*The request*
Return verbatim the passage of the Middle East news brief below that runs between "Lebanon's anti-corruption watchdog, the" and "country's central bank.", inclusive.

*Page extract*
%%

State Department spokeswoman Morgan Ortagus confirmed Friday yesterday's Wall Street Journal report that US authorities seized on the high seas four tankers – the Luna, Pandi, Bering, and Bella – transporting Iranian fuel to Venezuela. On July 2, US District Judge James E. Boasberg signed a warrant for impounding the ships' gasoline because its sale intended to benefit sanctioned Iranian entities, particularly the Islamic Revolutionary Guard Corps. The Justice Department declared Friday the US confiscated approximately 1.116 million barrels of petroleum and funds derived from the petroleum "may in whole or in part be directed to the United States Victims of State Sponsored Terrorism Fund."
The UN Security Council voted against a resolution introduced by the US to extend the 13-year-old UN arms embargo on Iran. Only the Dominican Republic joined the US in voting for the resolution. Russia and China opposed it while the rest of the 15-member body – including France, Britain, and Germany – abstained. UN Security Council Resolution 2231 scheduled the embargo to end in October 2020 if Tehran adhered to the 2015 nuclear deal.
During a Friday television address, Hezbollah leader Hassan Nasrallah said about last week's explosion in Beirut that "if the investigation determines that Israel is involved" and "the answer hinges on Hezbollah, it cannot remain silent over a crime of this magnitude and Israel will pay a price of the magnitude." Despite all evidence pointing to the reckless storage of 2,750 tons of ammonium nitrate at Beirut's port causing the explosion, Hezbollah-backed Lebanese President Michel Aoun maintained on August 7, "The cause has not been determined yet. There is a possibility of external interference through a rocket or bomb or other act." Aoun further rejected calls for an international probe, saying demands for such are aimed at "distorting the truth" and slowing the process. Nasrallah also stated on Friday, regarding verdicts to be issued on August 18 by the Special Tribunal for Lebanon investigating Rafic Hariri's assassination, "We cling to the innocence of our brothers should unjust verdicts be issued against them" and, "for us, it will be as if no decision was ever announced."
Lebanon's anti-corruption watchdog, the Organized Crime and Corruption Reporting Project, reported central bank governor Riad Salameh and his family own $100 million in assets around the world. Salameh, who stands accused of overestimating the bank's assets by $6 billion, professes he earned the money before becoming central bank governor in 1993. On July 20, a Lebanese court froze some of Salameh's assets as part of a lawsuit filed by "The People Want to Fix the System" activist group, which accused Salameh of inciting a bank run, committing fraud, and neglecting his job. Lebanon's government last month hired New York-based Alvarez & Marsal to conduct a forensic audit of the country's central bank.

%%

*Listed entries*
%%

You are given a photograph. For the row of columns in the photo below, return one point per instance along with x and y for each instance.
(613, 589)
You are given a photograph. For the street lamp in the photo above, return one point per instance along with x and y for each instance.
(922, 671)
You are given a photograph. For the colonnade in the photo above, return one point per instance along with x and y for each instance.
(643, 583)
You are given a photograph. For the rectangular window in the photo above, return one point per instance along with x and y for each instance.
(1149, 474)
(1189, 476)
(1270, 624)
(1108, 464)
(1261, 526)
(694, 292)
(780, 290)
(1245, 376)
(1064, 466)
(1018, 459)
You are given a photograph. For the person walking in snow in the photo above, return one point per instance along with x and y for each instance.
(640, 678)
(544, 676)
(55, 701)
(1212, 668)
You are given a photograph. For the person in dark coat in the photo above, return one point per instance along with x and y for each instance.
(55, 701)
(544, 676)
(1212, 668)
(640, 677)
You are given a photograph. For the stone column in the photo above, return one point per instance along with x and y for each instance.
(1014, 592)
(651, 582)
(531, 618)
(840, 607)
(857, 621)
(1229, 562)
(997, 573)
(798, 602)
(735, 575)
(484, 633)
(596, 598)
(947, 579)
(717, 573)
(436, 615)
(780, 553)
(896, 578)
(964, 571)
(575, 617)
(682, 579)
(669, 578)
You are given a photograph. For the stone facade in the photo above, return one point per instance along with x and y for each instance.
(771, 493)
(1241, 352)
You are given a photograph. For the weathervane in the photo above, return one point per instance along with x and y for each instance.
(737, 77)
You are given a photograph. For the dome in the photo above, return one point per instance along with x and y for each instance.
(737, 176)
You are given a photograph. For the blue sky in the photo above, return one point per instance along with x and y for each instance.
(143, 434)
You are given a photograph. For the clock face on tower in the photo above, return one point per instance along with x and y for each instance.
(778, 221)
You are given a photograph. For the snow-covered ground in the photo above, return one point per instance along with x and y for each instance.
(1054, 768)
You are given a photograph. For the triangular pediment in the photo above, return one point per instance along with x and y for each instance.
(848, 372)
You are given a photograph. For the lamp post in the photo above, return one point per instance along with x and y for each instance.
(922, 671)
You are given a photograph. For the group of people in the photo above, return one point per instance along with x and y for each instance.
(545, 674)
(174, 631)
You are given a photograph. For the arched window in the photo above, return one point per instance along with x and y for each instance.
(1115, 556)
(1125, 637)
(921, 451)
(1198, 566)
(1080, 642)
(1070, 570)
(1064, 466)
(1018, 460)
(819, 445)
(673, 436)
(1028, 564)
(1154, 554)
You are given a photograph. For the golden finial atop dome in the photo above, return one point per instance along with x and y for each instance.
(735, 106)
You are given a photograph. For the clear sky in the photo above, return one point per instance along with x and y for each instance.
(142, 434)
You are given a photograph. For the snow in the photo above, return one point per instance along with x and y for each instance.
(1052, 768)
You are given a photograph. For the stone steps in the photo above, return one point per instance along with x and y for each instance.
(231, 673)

%%

*Solution to this problem*
Lebanon's anti-corruption watchdog, the Organized Crime and Corruption Reporting Project, reported central bank governor Riad Salameh and his family own $100 million in assets around the world. Salameh, who stands accused of overestimating the bank's assets by $6 billion, professes he earned the money before becoming central bank governor in 1993. On July 20, a Lebanese court froze some of Salameh's assets as part of a lawsuit filed by "The People Want to Fix the System" activist group, which accused Salameh of inciting a bank run, committing fraud, and neglecting his job. Lebanon's government last month hired New York-based Alvarez & Marsal to conduct a forensic audit of the country's central bank.